Task details. For every entry, reproduce the wording exactly and omit any image it holds.

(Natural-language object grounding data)
★ ★ ★ ★
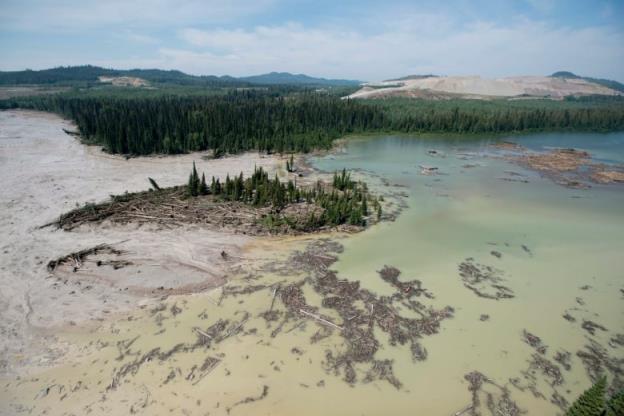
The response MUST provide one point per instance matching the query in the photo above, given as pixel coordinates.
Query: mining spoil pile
(477, 87)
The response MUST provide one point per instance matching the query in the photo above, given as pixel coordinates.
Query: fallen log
(318, 318)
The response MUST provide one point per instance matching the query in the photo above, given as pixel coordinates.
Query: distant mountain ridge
(609, 83)
(91, 74)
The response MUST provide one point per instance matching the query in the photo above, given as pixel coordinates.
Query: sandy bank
(47, 172)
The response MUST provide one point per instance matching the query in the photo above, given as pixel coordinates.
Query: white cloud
(522, 47)
(68, 15)
(379, 45)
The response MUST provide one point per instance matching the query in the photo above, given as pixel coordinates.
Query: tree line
(348, 205)
(245, 120)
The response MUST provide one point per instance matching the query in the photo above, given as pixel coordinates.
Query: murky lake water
(558, 250)
(575, 238)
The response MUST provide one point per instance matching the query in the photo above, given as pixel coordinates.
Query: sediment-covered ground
(46, 173)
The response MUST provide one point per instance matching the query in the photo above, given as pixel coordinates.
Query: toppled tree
(154, 184)
(255, 205)
(290, 164)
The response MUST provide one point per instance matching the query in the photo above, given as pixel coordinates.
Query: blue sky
(365, 40)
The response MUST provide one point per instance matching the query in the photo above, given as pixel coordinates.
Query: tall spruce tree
(203, 186)
(591, 402)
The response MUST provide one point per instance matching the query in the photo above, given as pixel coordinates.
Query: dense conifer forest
(298, 120)
(346, 202)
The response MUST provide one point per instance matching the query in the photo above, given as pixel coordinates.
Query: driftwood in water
(78, 258)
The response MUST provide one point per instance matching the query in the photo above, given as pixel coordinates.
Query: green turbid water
(558, 250)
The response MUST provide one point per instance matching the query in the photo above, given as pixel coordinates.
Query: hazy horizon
(351, 40)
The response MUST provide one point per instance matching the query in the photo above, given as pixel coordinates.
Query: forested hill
(299, 122)
(280, 78)
(90, 74)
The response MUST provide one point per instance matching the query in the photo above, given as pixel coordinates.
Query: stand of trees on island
(299, 122)
(347, 202)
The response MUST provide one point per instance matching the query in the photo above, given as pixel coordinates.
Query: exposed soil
(169, 207)
(568, 167)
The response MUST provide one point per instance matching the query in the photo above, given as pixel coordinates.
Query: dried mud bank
(277, 316)
(114, 264)
(47, 172)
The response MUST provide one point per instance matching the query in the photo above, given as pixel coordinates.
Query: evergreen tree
(193, 183)
(203, 187)
(615, 405)
(591, 402)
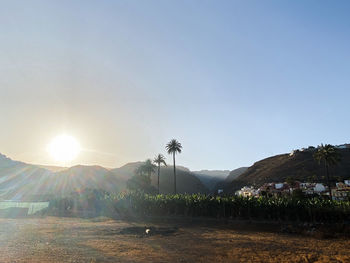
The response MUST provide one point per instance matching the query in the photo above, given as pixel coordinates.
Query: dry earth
(54, 239)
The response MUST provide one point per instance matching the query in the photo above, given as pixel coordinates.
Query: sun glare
(64, 148)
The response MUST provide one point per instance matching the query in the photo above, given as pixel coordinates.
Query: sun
(64, 148)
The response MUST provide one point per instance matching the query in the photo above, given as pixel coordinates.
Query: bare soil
(53, 239)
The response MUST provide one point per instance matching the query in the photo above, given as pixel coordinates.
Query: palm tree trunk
(158, 176)
(174, 174)
(328, 181)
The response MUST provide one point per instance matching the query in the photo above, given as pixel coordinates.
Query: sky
(233, 81)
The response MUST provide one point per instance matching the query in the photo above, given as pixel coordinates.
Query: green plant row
(199, 205)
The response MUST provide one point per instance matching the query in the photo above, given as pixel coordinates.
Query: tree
(174, 147)
(159, 159)
(330, 156)
(142, 178)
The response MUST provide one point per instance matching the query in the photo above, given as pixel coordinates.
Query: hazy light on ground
(64, 148)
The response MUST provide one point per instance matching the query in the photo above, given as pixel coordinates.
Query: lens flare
(64, 148)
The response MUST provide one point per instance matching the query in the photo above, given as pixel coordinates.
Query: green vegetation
(196, 205)
(174, 147)
(329, 155)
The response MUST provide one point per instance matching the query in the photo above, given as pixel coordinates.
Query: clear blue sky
(234, 81)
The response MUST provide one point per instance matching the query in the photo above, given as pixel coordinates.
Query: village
(341, 192)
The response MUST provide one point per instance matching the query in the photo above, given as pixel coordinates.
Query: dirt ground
(53, 239)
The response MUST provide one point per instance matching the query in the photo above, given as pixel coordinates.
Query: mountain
(81, 176)
(223, 184)
(211, 177)
(187, 182)
(21, 181)
(300, 166)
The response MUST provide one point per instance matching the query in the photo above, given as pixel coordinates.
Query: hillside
(211, 177)
(187, 182)
(21, 181)
(300, 166)
(222, 184)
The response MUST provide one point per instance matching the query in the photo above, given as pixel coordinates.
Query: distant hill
(211, 177)
(223, 184)
(300, 166)
(187, 182)
(21, 181)
(80, 177)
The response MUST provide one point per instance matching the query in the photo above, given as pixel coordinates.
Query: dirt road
(54, 239)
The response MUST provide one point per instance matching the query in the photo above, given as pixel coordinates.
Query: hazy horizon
(233, 81)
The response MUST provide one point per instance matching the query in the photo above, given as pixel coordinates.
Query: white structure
(247, 191)
(33, 207)
(279, 185)
(318, 188)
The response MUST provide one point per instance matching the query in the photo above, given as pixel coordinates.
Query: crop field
(57, 239)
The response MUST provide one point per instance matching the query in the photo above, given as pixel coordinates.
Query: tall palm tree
(173, 147)
(329, 155)
(159, 159)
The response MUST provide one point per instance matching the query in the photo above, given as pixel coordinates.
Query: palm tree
(159, 159)
(330, 156)
(174, 147)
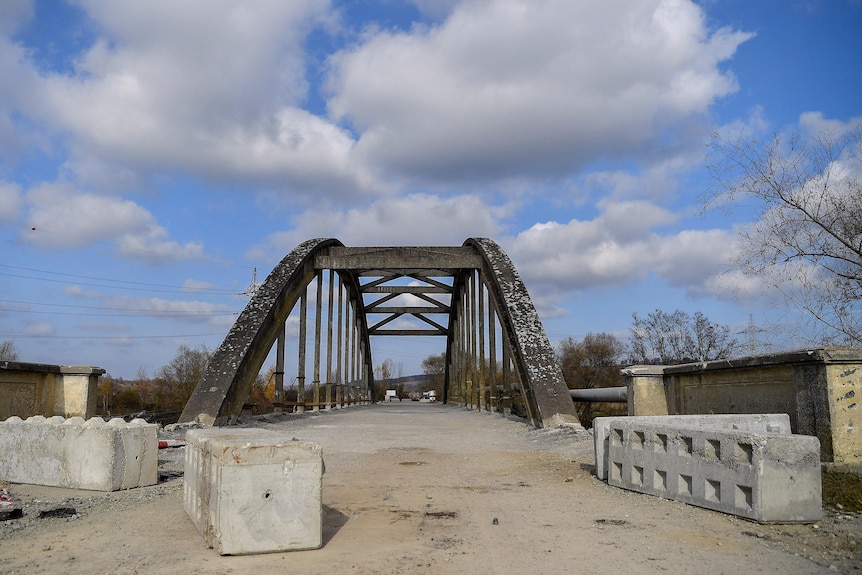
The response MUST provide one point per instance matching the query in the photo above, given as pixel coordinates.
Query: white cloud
(39, 329)
(65, 218)
(516, 87)
(213, 88)
(417, 219)
(11, 202)
(620, 246)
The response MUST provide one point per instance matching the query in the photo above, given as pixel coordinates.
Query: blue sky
★ ★ ★ ★
Reply.
The response MUST provide one point per instance matching the query in the photo above, given as pixel coordinates.
Query: mining spoil pile
(477, 87)
The response MUST provide one point per instance matching the query in the photo above, given as pixel coordinates.
Query: fallen log
(318, 318)
The response MUST provide one point per instance matching the query in the photo above, given as pixel coordinates.
Query: distant mountain ridge
(609, 83)
(91, 74)
The response MUST provide one point per instance matching the query in the photo above, given as pixel coordinates.
Query: sandy bank
(47, 172)
The response MUST provide one point per instance matching the query in the photo above, given as pixel coordinates.
Query: white cloud
(522, 47)
(68, 15)
(379, 45)
The response MUST provide one point per instance matching the query in the photo above, given as pixel coordinates.
Query: tree line
(348, 205)
(245, 120)
The response MUST provide one point per instance matching the query in the photo above, given as pixel coordinates.
Query: murky lake water
(558, 250)
(575, 238)
The response MUST provide one point per instance matching the query in the photo above, given as pixel coordinates.
Query: sediment-covered ground
(46, 173)
The response MUST provide one point per instance matching the query in the photo above, given as pixel coordinates.
Query: toppled tree
(154, 184)
(255, 205)
(290, 164)
The response MUST provide one point per instance matching the query in the photo above, given as pixel coordinates.
Query: blue sky
(365, 40)
The response MUST provide one point per instance matching the query in the photo above, given as pixel coordinates.
Query: tall spruce tree
(203, 186)
(591, 402)
The response MUST provide one point per instance matching the query in the photo above, given as pixel coordinates.
Query: dense conifer forest
(298, 120)
(346, 202)
The response MUST provide one point per instance matching the query in the photo above, given as pixel coordinates.
Query: driftwood in water
(78, 258)
The response MUST provide one point per instance matching the query in the photo above, given as pixel coordinates.
Query: green turbid water
(558, 250)
The response MUST provide one point per instance matching the query in the photo above, given as pixel coordinates.
Query: hazy horizon
(351, 40)
The response MUST provide one point per instance matching the query in the photo above, given as pixel coordinates.
Query: forested hill
(299, 122)
(280, 78)
(90, 74)
The response MUST provide one point per instance matching the query in the photo above, given as pixel coordinates.
Query: stand of trees on island
(299, 122)
(347, 202)
The response MUST provide one point per instance matching the query in the photo above, given as pixel coordinates.
Query: exposed soil
(169, 207)
(568, 167)
The response MUST provide one point per instance matching the query in the photo above, given as pixel coordinates.
Query: dried mud bank
(277, 316)
(114, 264)
(47, 172)
The response MUST provide one point per instance matching the query in the photo above, given as pixel coordinates.
Query: evergreen tree
(193, 183)
(203, 187)
(615, 405)
(591, 402)
The response MUST provide one point per instance matching the query in the photo above, given as pixel coordinates.
Query: dry earth
(54, 239)
The response MUST provide one point per instance matching the query in the photo above, given as pixel coordinates.
Query: sun glare
(64, 148)
The response MUST provide one point per instance matching the query in the photo above, given as pixel coordinates.
Query: sun
(64, 148)
The response MUST provide one point per instance matching the query in the photo above, given as pixel coordinates.
Query: bare soil
(53, 239)
The response MUST provide one point per instance matching the query in the photo above, given as pixel coordinates.
Query: palm tree trunk
(158, 176)
(174, 174)
(328, 181)
The response MUST provide one point per instance matching the query in the photo above, given as pixel coordinates.
Query: sky
(233, 81)
The response MUST provide one point per instance matching the query in the photo above, given as pixel coordinates.
Query: green plant row
(199, 205)
The response MUST provide one point per instance matching the query in the photo above, given as pixel coordinates.
Query: tree
(174, 147)
(159, 159)
(330, 156)
(142, 178)
The response MUST provide one point per instance matching the query in the photo above, given as pixel coordinates.
Query: hazy light on ground
(64, 148)
The response MUST provide one point per instance matching the query in the photo above, given as pixel coordinates.
Query: lens flare
(64, 148)
The response MUST provide one point per instance matching the query in the photo above, given as pixel coordinates.
Query: green vegetation
(196, 205)
(174, 147)
(329, 155)
The response MUST provide one point per instance matching the query in the photo above, given as pixel coordinates.
Query: clear blue sky
(234, 81)
The response MUST provide one point per instance matching the query in the photo above, given as pixel coordinates.
Query: village
(341, 192)
The response MUST provide one point per instance matching the query in the photo above, given as pixel coordinates.
Query: dirt ground
(53, 239)
The response MUST provide one point per instance matching the query in the photo above, given as pixel coordinates.
Query: mountain
(81, 176)
(223, 184)
(211, 177)
(187, 182)
(21, 181)
(300, 166)
The response MUST provide one point per instance matching the query in the photo above, given as pixel coordinates.
Query: hillside
(211, 177)
(187, 182)
(21, 181)
(300, 166)
(222, 184)
The response MUST provide one point per instance matching the query in the photo above, given as pixel coordinates.
Query: distant hill
(211, 177)
(223, 184)
(300, 166)
(187, 182)
(21, 181)
(80, 177)
The response MUST provide one point per instance matching the query in the photo above, given as pixel coordinates.
Query: dirt road
(54, 239)
The response MUST provide one point per instance matching the query in the photo above, given as pixel coordinates.
Query: hazy horizon
(233, 81)
The response MUST provide one point per instance matching the query in the photo above, given as pixel coordinates.
Query: white structure
(247, 191)
(33, 207)
(279, 185)
(318, 188)
The response MUST provide one point per instance matching the query in the photo above, given as pixel coordinates.
Query: crop field
(57, 239)
The response MUST provide one point per instance matching the query in the photo above, given as pixel coordinates.
Query: tall palm tree
(173, 147)
(329, 155)
(159, 159)
The response MUST provide one point per instance matching the query in the photo above, given as pixel coordinates.
Query: palm tree
(159, 159)
(330, 156)
(174, 147)
The response MUST provide one point per instance matching the query in the photo above, given as pixel coordinates.
Query: white cloud
(39, 329)
(65, 218)
(516, 87)
(213, 88)
(417, 219)
(11, 202)
(620, 246)
The response MUST provide one point per instance matching the query in the photo above, given as pixel coordinates.
Query: blue sky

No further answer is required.